I am responding to a story in the Oct. 5 Daily Targum issue, titled “Alumni leave law school, launch legal website,” about two University students who left law school to start a website to help people learn about their legal rights. One stated their reason for doing so was the experience of working in a legal clinic where they were giving the same information daily to different clients. They said that convinced them of the value of a legal information website, particularly as “nobody was doing anything about it ... and there were no legal websites open to the public.”

On the contrary, Legal Services of New Jersey has for many years maintained a website to provide legal information on a wide range of topics in civil, though not criminal, law. The website is publicly accessible at www.lsnjlaw.org, and is organized by topic area, and within each area, specific issues. The website is regularly updated by Legal Services attorneys who practice in these substantive areas. Information on the website is provided in English and Spanish. Last year, this website had 1.6 million visits.

Anyone who visits legal websites for information should be aware that legal information is different from legal advice. An attorney provides legal advice to a client, based on the client’s specific factual situation and the applicability of relevant law to that situation. While websites can provide legal information that may help an individual in dealing with his or her problem, legal advice is often needed and that requires the assistance of an attorney.

The desire to provide free, accurate and reliable legal information to the public is a worthy endeavor, which should be encouraged. That is why Legal Services of New Jersey continues to provide this service to the public through its website.  

 

Harold Rubenstein is a part-time lecturer in the Department of Political Science. He is also the vice president and assistant general counsel of Legal Services of New Jersey.

· · · ·

● Study questions:
a – According to the letter on legal information websites, how many visits did the Legal Services of New Jersey website have last year?
b – Quote the letter on legal information websites, starting with "The desire to" and going on through "of New Jersey.".

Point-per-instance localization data

· · · ·

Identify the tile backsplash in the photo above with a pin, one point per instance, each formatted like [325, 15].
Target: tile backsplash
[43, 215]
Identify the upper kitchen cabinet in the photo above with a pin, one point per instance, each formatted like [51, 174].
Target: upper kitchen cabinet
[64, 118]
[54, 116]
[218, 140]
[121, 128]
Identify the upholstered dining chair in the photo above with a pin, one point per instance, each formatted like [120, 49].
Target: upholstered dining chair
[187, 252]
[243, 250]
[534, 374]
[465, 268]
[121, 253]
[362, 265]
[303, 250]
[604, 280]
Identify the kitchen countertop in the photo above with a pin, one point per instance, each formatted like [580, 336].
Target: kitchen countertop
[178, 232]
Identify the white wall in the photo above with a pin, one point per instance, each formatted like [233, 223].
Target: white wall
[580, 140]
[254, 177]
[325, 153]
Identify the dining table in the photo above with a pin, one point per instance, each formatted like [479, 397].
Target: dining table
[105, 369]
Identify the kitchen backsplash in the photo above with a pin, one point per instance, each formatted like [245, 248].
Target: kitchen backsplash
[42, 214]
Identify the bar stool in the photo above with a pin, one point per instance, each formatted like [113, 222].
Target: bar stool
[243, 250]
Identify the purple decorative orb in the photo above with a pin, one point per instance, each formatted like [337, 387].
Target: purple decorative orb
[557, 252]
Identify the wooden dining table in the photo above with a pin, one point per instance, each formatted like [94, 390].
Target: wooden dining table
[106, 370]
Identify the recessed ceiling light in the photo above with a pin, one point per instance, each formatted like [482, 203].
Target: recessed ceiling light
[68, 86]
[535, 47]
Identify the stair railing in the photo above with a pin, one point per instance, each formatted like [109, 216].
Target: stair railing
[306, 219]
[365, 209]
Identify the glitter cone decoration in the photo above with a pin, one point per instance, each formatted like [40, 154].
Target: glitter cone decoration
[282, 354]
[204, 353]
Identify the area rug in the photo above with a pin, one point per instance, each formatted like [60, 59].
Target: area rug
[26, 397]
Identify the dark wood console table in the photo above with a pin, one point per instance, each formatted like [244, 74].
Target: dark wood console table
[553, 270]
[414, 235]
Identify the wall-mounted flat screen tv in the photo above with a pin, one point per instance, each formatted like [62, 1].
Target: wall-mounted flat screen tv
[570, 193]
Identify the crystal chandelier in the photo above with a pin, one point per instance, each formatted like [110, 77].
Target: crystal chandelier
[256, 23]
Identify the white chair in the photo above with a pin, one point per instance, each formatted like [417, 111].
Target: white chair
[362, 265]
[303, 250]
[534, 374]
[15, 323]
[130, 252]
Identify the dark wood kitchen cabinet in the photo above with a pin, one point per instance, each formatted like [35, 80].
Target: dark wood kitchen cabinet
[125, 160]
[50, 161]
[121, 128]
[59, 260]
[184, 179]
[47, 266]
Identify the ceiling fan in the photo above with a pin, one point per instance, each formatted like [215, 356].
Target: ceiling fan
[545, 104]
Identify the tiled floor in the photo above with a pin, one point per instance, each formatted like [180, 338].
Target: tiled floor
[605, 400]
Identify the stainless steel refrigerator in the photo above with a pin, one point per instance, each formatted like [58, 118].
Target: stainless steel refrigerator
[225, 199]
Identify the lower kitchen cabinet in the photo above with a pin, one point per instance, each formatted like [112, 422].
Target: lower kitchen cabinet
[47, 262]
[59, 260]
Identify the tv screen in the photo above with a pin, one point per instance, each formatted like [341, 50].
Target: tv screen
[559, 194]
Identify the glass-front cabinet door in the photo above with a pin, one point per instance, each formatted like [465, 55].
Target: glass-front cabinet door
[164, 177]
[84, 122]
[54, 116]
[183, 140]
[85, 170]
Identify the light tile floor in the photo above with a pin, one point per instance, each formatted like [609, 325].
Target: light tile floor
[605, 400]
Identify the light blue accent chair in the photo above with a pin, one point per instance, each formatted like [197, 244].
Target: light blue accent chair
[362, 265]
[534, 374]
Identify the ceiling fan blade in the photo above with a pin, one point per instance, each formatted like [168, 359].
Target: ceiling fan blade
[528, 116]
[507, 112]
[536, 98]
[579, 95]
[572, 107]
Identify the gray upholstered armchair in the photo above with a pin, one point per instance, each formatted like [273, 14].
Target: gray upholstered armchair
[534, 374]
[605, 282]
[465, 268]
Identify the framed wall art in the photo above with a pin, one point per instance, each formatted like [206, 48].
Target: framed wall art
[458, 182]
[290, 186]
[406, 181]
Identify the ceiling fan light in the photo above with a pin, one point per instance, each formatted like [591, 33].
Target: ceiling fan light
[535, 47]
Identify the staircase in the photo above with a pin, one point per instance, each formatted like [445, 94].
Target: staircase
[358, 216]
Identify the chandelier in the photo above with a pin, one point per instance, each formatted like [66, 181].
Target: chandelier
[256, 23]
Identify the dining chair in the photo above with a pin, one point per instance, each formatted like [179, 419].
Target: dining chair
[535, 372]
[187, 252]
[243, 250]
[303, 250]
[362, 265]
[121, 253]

· · · ·

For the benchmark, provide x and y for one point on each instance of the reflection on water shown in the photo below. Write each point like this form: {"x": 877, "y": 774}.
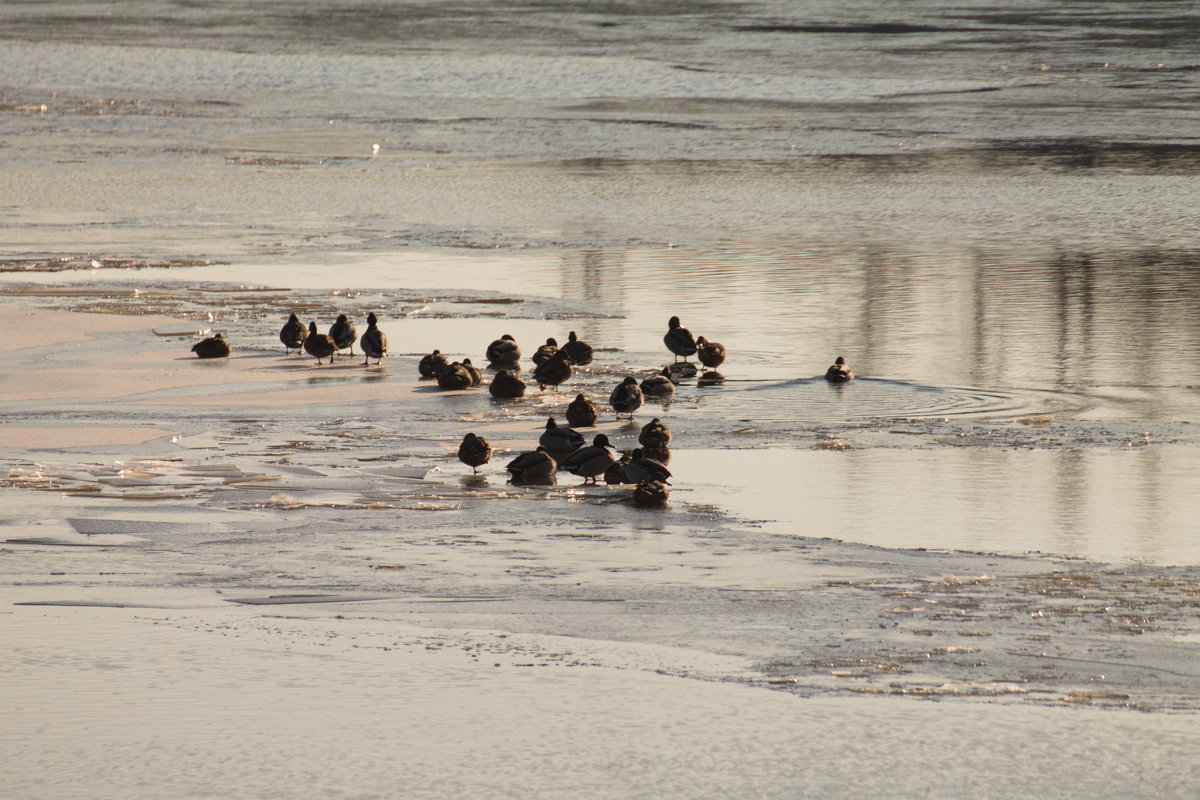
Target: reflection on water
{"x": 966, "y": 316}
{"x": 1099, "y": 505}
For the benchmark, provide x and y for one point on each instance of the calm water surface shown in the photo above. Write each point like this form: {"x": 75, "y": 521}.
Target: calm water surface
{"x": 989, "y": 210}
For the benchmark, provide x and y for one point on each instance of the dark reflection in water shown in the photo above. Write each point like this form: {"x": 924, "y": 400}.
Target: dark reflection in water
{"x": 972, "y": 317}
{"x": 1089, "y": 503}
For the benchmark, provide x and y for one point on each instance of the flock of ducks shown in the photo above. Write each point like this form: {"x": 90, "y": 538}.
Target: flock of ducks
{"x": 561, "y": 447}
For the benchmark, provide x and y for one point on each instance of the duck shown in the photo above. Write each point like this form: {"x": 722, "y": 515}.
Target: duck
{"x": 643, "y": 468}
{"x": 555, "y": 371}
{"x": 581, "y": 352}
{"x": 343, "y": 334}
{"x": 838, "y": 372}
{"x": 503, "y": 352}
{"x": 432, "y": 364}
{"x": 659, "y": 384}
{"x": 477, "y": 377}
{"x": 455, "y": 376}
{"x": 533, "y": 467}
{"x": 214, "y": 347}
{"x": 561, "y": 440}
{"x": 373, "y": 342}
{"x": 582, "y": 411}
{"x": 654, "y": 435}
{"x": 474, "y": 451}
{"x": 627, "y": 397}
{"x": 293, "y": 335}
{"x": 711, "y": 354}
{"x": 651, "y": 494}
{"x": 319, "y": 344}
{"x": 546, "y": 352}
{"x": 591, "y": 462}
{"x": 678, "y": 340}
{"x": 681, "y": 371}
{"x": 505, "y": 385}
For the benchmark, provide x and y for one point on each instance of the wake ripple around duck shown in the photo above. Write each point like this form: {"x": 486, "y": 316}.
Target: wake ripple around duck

· · · ·

● Responses:
a – 1.6 million visits

b –
The desire to provide free, accurate and reliable legal information to the public is a worthy endeavor, which should be encouraged. That is why Legal Services of New Jersey continues to provide this service to the public through its website.  

 

Harold Rubenstein is a part-time lecturer in the Department of Political Science. He is also the vice president and assistant general counsel of Legal Services of New Jersey.